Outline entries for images
#####

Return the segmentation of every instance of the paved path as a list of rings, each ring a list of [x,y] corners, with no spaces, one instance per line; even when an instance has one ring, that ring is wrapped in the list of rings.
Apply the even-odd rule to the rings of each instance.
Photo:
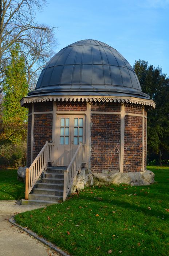
[[[8,221],[14,214],[42,207],[42,206],[21,205],[15,200],[0,201],[0,256],[60,255]]]

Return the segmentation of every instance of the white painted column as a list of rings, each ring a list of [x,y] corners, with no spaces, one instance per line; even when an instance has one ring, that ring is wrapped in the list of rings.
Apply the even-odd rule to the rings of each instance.
[[[145,140],[144,140],[144,107],[142,109],[142,172],[144,171],[144,151],[145,151]]]
[[[124,147],[125,143],[125,108],[124,105],[121,107],[121,122],[120,127],[120,154],[119,170],[123,173],[124,167]]]
[[[31,126],[31,164],[33,162],[33,153],[34,147],[34,103],[32,103],[32,122]]]
[[[53,119],[52,124],[52,140],[53,143],[55,143],[54,150],[54,162],[52,163],[52,165],[55,166],[55,165],[56,159],[56,101],[53,102]]]
[[[86,111],[86,141],[87,143],[86,167],[90,169],[90,125],[91,123],[91,105],[87,103]]]

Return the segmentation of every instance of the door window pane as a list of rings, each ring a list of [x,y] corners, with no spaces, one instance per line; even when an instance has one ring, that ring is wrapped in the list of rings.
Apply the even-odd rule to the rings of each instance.
[[[68,145],[68,137],[65,137],[65,142],[64,144],[65,145]]]
[[[78,135],[78,128],[74,128],[74,135],[77,136]]]
[[[60,135],[64,135],[64,128],[61,127],[60,128]]]
[[[60,136],[60,145],[63,145],[64,144],[64,136]]]
[[[83,127],[83,118],[79,118],[79,126]]]
[[[79,128],[79,136],[83,136],[83,128]]]
[[[83,142],[83,137],[79,137],[79,144],[80,142]]]
[[[74,126],[78,126],[78,118],[75,118]]]
[[[68,127],[66,127],[65,128],[65,135],[69,135],[69,128]]]
[[[60,118],[60,126],[64,126],[64,118]]]
[[[69,118],[65,118],[65,126],[69,126]]]
[[[77,137],[74,137],[74,145],[78,145],[78,138]]]
[[[60,145],[68,145],[69,141],[69,118],[60,118]]]

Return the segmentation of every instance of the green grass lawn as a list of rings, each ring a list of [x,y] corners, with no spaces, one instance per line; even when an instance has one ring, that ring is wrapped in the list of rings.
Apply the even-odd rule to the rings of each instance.
[[[25,184],[17,180],[17,170],[0,169],[0,200],[24,198]]]
[[[73,255],[168,255],[169,167],[148,169],[153,185],[86,188],[15,219]]]

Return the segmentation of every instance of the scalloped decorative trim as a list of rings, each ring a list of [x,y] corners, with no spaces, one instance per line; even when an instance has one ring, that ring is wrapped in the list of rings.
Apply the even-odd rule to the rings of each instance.
[[[34,103],[35,102],[46,102],[46,101],[77,101],[79,102],[86,101],[87,102],[92,102],[93,101],[96,102],[118,102],[119,103],[129,103],[144,106],[148,106],[155,108],[156,104],[152,99],[144,99],[133,97],[106,97],[104,96],[48,96],[46,97],[35,97],[29,98],[24,98],[20,101],[20,104],[22,106],[24,104]]]

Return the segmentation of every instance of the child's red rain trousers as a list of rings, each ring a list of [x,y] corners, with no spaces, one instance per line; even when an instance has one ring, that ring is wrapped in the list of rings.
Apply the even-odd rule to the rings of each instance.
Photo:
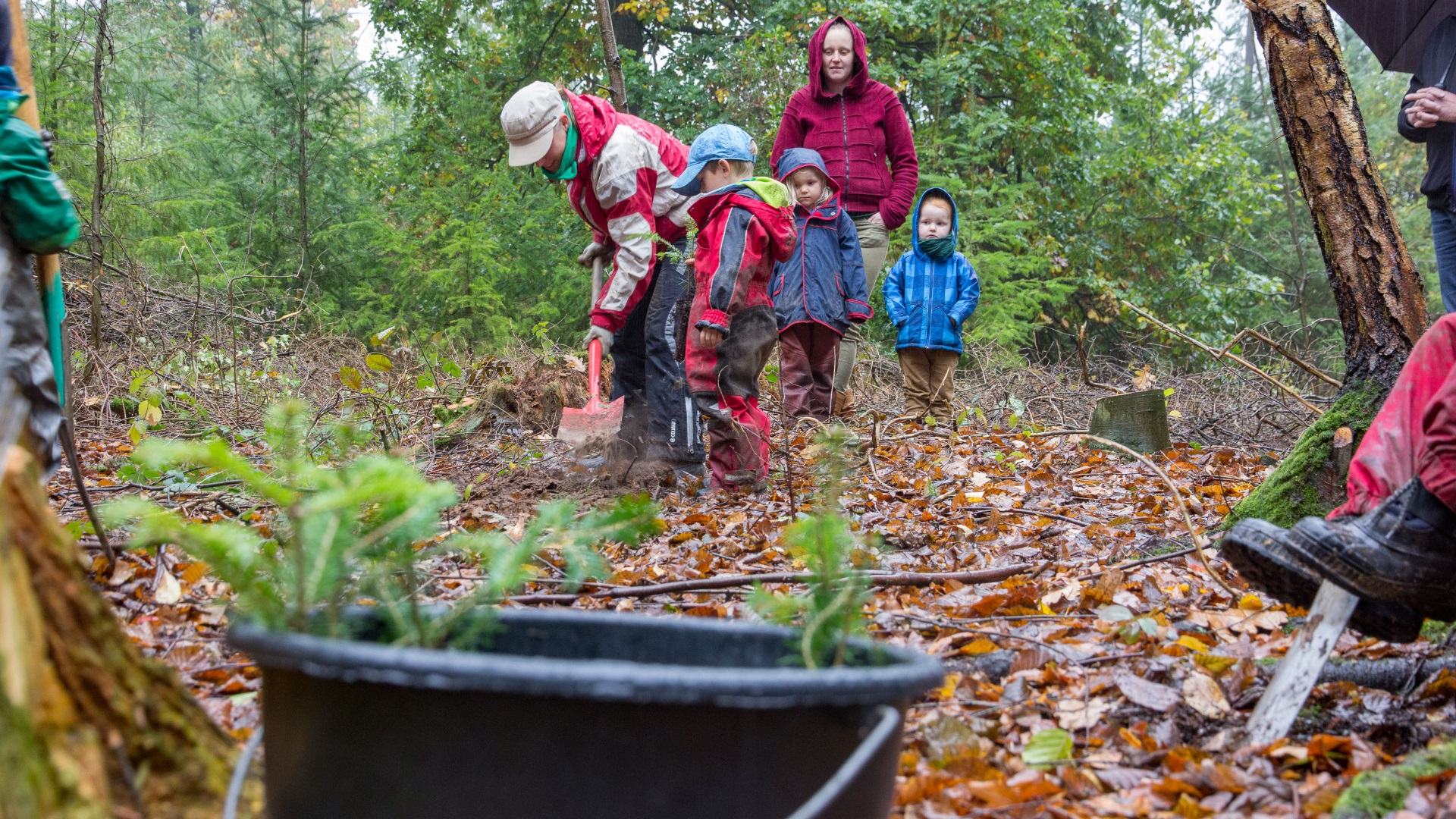
[[[687,324],[687,389],[708,417],[709,485],[753,488],[769,475],[769,417],[759,410],[759,375],[779,325],[769,297],[773,262],[794,252],[788,189],[747,179],[705,194],[689,210],[697,232],[696,291]],[[696,329],[724,334],[715,348]]]
[[[1456,509],[1456,313],[1415,342],[1350,463],[1350,500],[1329,517],[1364,514],[1411,478]]]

#####

**The exercise:**
Put all of the data above into a two-column CSV with the headers instruction and outline, one row per instruction, where each instruction text and its answer sit in their own quoted field with line breaks replaced by spaces. Leave out the pictures.

**Full answer:**
instruction,outline
"Return the segmentation of every instance of the paved path as a list of rings, each ring a list of [x,y] corners, with no spaces, one instance per line; even when an instance has one ring, that ring is wrapped in the list of rings. Apply the even-odd rule to the rings of each instance. Photo:","[[[8,221],[14,214],[42,207],[42,206],[21,205],[15,200],[0,201],[0,256],[60,255]]]"
"Return the segmentation of every instance of the white painted column as a list of rings, each ring a list of [x,y] corners, with no spaces, one instance per line; even when an instance has one ring, that ring is wrapped in the list of rings. Apply the even-odd rule to the rings of each instance.","[[[145,140],[144,140],[144,107],[142,109],[142,172],[144,171],[144,151],[145,151]]] [[[124,147],[125,143],[125,108],[124,105],[121,107],[121,122],[120,127],[120,154],[119,170],[123,173],[124,167]]] [[[31,126],[31,164],[33,162],[33,153],[34,147],[34,103],[32,103],[32,122]]] [[[53,119],[52,124],[52,140],[53,143],[55,143],[54,150],[54,162],[52,163],[52,165],[55,166],[55,165],[56,159],[56,101],[53,102]]] [[[86,111],[86,141],[87,143],[86,167],[90,169],[90,125],[91,123],[91,105],[87,103]]]"
"Return the segmentation of every instance of the door window pane as a list of rings, each ring a list of [x,y] corners, with no spaces, one instance per line; even when an instance has one ring, that ring is wrapped in the list of rings. Apply the even-odd rule to the rings of each instance.","[[[68,145],[68,137],[65,137],[65,142],[64,144],[65,145]]] [[[78,135],[78,128],[74,128],[74,135],[77,136]]] [[[60,135],[64,135],[64,128],[61,127],[60,128]]] [[[60,136],[60,145],[63,145],[64,144],[64,136]]] [[[83,127],[83,118],[79,118],[79,126]]] [[[79,128],[79,136],[83,136],[83,128]]] [[[83,142],[83,137],[79,137],[79,144],[80,142]]] [[[74,126],[78,126],[78,118],[75,118]]] [[[68,127],[66,127],[65,128],[65,135],[69,135],[69,128]]] [[[60,118],[60,126],[64,126],[64,118]]] [[[69,118],[65,118],[65,126],[69,126]]] [[[77,137],[74,137],[74,145],[78,145],[78,138]]] [[[60,145],[68,145],[69,141],[69,118],[60,118]]]"
"Return the segmentation of every instance of the green grass lawn as a list of rings, each ring a list of [x,y] corners, with no spaces, one instance per line; even when an instance has one ring, that ring is wrapped in the list of rings. Apply the even-odd rule to the rings of each instance.","[[[25,184],[17,180],[17,170],[0,169],[0,200],[24,198]]] [[[73,255],[168,255],[169,167],[148,169],[153,185],[86,188],[15,219]]]"
"Return the segmentation of every instance of the scalloped decorative trim as a list of rings, each ring a list of [x,y] corners, with no spaces, one instance per line; even when an instance has one ring, that ring is wrapped in the list of rings. Apply the even-odd rule to the rings of each instance.","[[[34,103],[35,102],[46,102],[46,101],[77,101],[79,102],[86,101],[87,102],[92,102],[93,101],[96,102],[118,102],[119,103],[129,103],[144,106],[148,106],[155,108],[156,104],[152,99],[144,99],[133,97],[106,97],[104,96],[48,96],[46,97],[35,97],[29,98],[24,98],[20,101],[20,104],[22,106],[24,104]]]"
"Return the segmentation of every instance of the child's red rain trousers as a list of rings, each ring a list of [x,y] corners, with no spaces, one instance per line; even when an instance has one ring, that ring is wrapped in the list of rings. Apply the even-odd rule to the rings of each instance. Photo:","[[[687,324],[687,389],[708,417],[709,485],[753,488],[769,475],[769,417],[759,410],[759,375],[779,325],[769,297],[773,262],[794,252],[788,189],[747,179],[705,194],[689,210],[697,232],[696,291]],[[696,329],[724,334],[715,348]]] [[[1456,509],[1456,313],[1415,342],[1350,463],[1350,500],[1329,517],[1364,514],[1411,478]]]"